European Truck Tire Market: Treading Through
Trying Times
European Truck Tire Market: Treading Through Trying Times
The European truck tire market is heading for a tough, but important phase
in its existence. Tire manufacturers are facing increasing pressure from
all sides. While the replacement market has witnessed a flat demand, OE
sales have been negative. On the cost front, raw material prices have been
on the rise. With the tire manufacturers facing intense pressure on the top
and bottom lines, Anil Valsan, Research Analyst at Frost & Sullivan (
http://transportation.frost.com) looks at whether the tough get going or
whether the going eventually 'gets' the tough.
Europe ranks third, after Asia and North America, in the $ 19 billion world
market for truck tires. It is also home to some of the world's largest tire
makers: Michelin, Continental, and Pirelli. The composition of the European
market for truck tires is shown in Chart 1. The truck tire market in Europe
is made up of the OE and replacement segments, with shares of 17 and 83
percent respectively.
With the replacement market accounting for such a high level of demand,
tire makers are required to have a wide geographical presence in order to
provide adequate service to their customers. Many tire makers have a major
presence in the distribution chain as well. For instance, Europe-wide
Euromaster distribution network is owned by Michelin, while Pneus-Expert
network is owned by Continental.
Trying Times
The tire market has been directly affected by the slowdown in the European
economies. The major markets in Europe-France, Germany, UK, and Italy-have
been experiencing a slowdown in demand for heavy commercial vehicles, which
is expected to continue for at least the next 12 months.
Another contributing factor is the low demand in the replacement market,
especially for snow tires, owing to abnormally warm temperatures throughout
Europe. Winter tire shipments are believed to be the lowest since 1989.
The tire market also witnessed an increase in raw material prices, which
was further aggravated by the weak Euro. The increase in cost has been
passed on to the end-users through price increases announced by tire
manufacturers.
Continental has declared an 8 percent fall in its commercial vehicle tire
sales for first half of 2001. While Goodyear has seen an increase in terms
of volume, it has not translated into revenues owing to factors such as
competitive pricing and a shift in the product-mix to lower-priced tires.
However, the limelight is on Pirelli, as it put its truck tire division up
for sale.
Under these circumstances, tire manufacturers are undertaking strategies
like cost reduction and vertical integration to weather the slowdown.

########################################

◆ **TASKS TO CARRY OUT**:
**A)** According to the truck tire article, what shares of the European truck tire market do the OE and replacement segments hold?
**B)** Reproduce the stretch of the truck tire article from "Europe ranks third, after" through "percent respectively.".

◆ **STORED DATA**:
########################################

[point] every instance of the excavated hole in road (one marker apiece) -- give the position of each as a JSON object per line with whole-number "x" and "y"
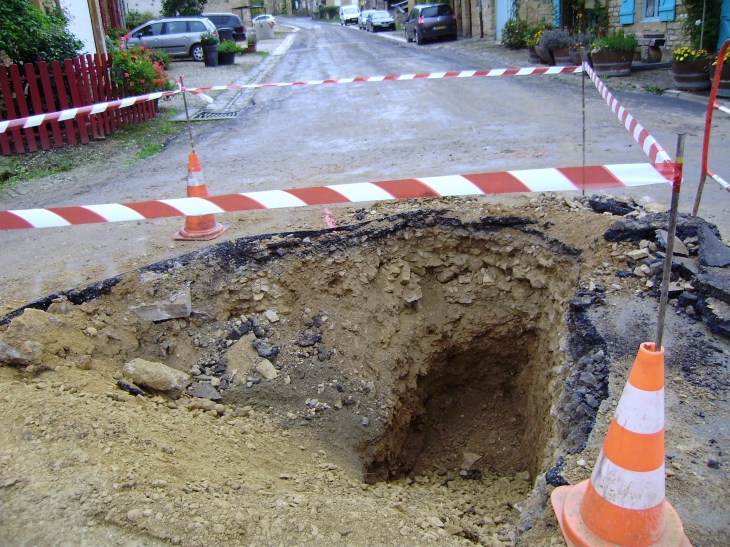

########################################

◆ **RESULTS OF THE EXERCISE**:
**A)** The OE segment holds 17 percent and the replacement segment holds 83 percent.

**B)**
Europe ranks third, after Asia and North America, in the $ 19 billion world
market for truck tires. It is also home to some of the world's largest tire
makers: Michelin, Continental, and Pirelli. The composition of the European
market for truck tires is shown in Chart 1. The truck tire market in Europe
is made up of the OE and replacement segments, with shares of 17 and 83
percent respectively.